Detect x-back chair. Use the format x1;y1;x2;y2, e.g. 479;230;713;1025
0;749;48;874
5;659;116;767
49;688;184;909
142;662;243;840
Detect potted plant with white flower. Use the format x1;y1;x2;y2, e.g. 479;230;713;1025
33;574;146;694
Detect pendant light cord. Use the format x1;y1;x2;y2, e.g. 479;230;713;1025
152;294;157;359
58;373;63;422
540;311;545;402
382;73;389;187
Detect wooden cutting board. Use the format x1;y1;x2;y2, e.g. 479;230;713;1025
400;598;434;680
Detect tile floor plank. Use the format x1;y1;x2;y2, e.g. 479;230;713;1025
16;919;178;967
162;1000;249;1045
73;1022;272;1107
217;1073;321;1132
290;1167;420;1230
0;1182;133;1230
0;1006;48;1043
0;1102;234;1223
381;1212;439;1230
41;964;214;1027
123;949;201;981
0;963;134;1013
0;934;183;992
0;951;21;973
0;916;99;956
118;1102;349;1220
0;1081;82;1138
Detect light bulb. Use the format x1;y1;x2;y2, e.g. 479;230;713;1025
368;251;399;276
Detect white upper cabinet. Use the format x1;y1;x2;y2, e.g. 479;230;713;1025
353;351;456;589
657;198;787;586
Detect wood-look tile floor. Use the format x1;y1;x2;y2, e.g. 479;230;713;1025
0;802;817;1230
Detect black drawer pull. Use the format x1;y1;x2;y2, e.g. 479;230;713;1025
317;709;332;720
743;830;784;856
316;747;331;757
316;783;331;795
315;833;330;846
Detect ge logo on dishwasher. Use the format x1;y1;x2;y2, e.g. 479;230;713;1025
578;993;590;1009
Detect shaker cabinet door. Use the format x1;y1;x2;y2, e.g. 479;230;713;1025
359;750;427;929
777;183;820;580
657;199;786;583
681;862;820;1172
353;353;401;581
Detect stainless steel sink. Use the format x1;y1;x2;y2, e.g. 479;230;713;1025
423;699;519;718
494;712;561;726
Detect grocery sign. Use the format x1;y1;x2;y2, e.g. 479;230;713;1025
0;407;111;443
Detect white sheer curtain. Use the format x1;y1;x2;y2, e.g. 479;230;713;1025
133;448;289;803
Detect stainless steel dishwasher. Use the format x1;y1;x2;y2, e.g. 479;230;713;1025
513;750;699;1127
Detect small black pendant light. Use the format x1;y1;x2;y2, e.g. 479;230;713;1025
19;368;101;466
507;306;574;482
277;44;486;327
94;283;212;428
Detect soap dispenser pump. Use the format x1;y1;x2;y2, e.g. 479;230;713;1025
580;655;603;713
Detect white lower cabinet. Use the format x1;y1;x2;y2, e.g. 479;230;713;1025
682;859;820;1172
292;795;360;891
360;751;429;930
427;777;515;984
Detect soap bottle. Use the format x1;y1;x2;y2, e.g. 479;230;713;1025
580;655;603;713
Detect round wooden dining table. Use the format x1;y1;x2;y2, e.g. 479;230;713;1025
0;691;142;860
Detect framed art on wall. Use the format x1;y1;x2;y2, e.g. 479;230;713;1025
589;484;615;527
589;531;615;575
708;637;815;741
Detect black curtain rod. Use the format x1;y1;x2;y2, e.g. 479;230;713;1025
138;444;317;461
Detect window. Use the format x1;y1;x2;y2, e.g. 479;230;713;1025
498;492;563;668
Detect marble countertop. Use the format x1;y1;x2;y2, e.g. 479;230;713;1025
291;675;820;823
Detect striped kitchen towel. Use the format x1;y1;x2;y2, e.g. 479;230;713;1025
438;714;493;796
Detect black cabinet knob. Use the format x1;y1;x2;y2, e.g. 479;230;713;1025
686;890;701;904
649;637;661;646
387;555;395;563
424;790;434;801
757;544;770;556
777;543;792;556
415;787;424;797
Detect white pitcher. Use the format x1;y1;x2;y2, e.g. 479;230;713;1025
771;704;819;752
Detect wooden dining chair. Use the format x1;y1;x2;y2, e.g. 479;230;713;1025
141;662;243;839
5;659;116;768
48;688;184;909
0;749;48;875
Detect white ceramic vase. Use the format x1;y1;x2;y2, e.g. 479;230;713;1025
======
§ **WHAT NEEDS TO BE DONE**
Using the data above, return each line exactly as written.

§ **EXERCISE RESULT**
Detect x-back chair. Use the format x1;y1;x2;y2, e.g. 479;230;713;1025
0;749;48;874
5;659;116;767
49;688;184;909
142;662;243;840
Detect potted plant with white flower. Use the format x1;y1;x2;y2, e.g. 479;230;713;1025
33;574;146;694
Detect pendant light cord. Use the format x1;y1;x2;y2, e.g. 479;230;713;1025
152;294;157;359
58;373;63;422
540;311;545;402
382;73;389;187
Detect wooden cutting board. Use the format x1;y1;x2;y2, e.g. 479;230;713;1025
400;598;434;680
Detect tile floor plank. Use the format x1;y1;x2;y2, e.g. 479;230;713;1025
16;919;178;967
162;1000;249;1045
73;1022;272;1107
217;1073;321;1132
290;1167;420;1230
0;1182;133;1230
0;1006;48;1043
0;1102;234;1223
381;1212;439;1230
41;964;214;1027
123;949;201;981
0;963;134;1013
0;934;183;992
0;951;21;973
0;916;99;956
118;1102;349;1220
0;1081;82;1138
Detect light bulb. Use the format x1;y1;x2;y2, e.g. 479;230;713;1025
368;251;399;276
Detect white upper cabinet. Use the format x1;y1;x2;y2, e.g. 479;230;713;1025
353;351;456;589
657;198;787;586
Detect wood-look tile floor. Use the format x1;y1;x2;y2, e.g. 479;230;713;1025
0;802;817;1230
Detect black drawer pull. Use the format x1;y1;x2;y2, e.g. 479;230;713;1025
317;709;332;720
743;830;784;856
316;747;331;757
316;783;331;795
315;833;330;846
Detect ge logo on dishwasher. Use the format x1;y1;x2;y2, e.g. 479;230;713;1025
578;993;590;1009
Detect shaker cabinet door. Use the format x1;y1;x2;y2, e.g. 479;230;713;1025
359;750;427;929
777;183;820;580
657;199;786;583
681;862;820;1172
353;353;401;581
Detect stainless steel sink. Use the format x1;y1;x2;y2, e.g. 479;230;713;1025
423;699;519;718
494;712;561;726
Detect grocery sign. Use the format x1;y1;x2;y2, e.g. 479;230;713;1025
0;407;111;443
Detect white sheer curtain. Use the format x1;y1;x2;y2, e.g. 479;230;713;1025
133;448;289;803
Detect stainless steel dishwasher. Use the format x1;y1;x2;y2, e.g. 479;230;713;1025
513;750;699;1127
Detect small black pendant light. Use the format x1;y1;x2;y2, e.g. 479;230;713;1025
19;368;101;466
507;306;574;482
277;44;486;327
94;283;212;428
Detect soap dispenser pump. Use the format x1;y1;x2;y2, e.g. 479;230;713;1025
580;655;603;713
Detect white lower cabinet. Use the format x1;y1;x2;y2, e.g. 479;230;713;1025
682;859;820;1172
292;795;360;891
360;751;429;930
427;777;515;984
Detect soap bottle. Use the format x1;y1;x2;y2, e.g. 479;230;713;1025
580;655;603;713
Detect round wooden dining table. Use the format x1;y1;x2;y2, e.g. 479;230;713;1025
0;691;142;860
Detect framed art on wall. Use the format x1;y1;x2;y2, e.g. 479;230;713;1025
589;484;615;527
589;531;615;575
708;637;815;741
Detect black curtain rod. Use the format x1;y1;x2;y2, e.g. 479;230;713;1025
138;444;317;461
Detect window. Use the format x1;y1;x2;y2, e.g. 479;230;713;1025
498;492;563;668
Detect marble countertop. Use the format x1;y1;x2;y2, e.g. 479;230;713;1025
291;675;820;823
Detect striped kitchen towel. Use the format x1;y1;x2;y2, e.g. 479;230;713;1025
438;714;493;796
Detect black cabinet knob. Use the format x1;y1;x2;y2, e.g. 479;230;713;1025
686;890;701;904
649;637;661;646
387;555;395;563
424;790;434;801
757;544;770;556
777;543;792;556
415;787;424;797
Detect white pitcher. Use the format x1;y1;x2;y2, e.g. 479;230;713;1025
771;704;819;752
Detect wooden dining chair. Use the format x1;y1;x2;y2, e.g. 479;230;713;1025
141;662;243;839
5;659;116;768
48;688;184;909
0;749;48;875
Detect white ceramic vase. Use the format x1;y1;x2;y2, e.g. 479;230;713;1025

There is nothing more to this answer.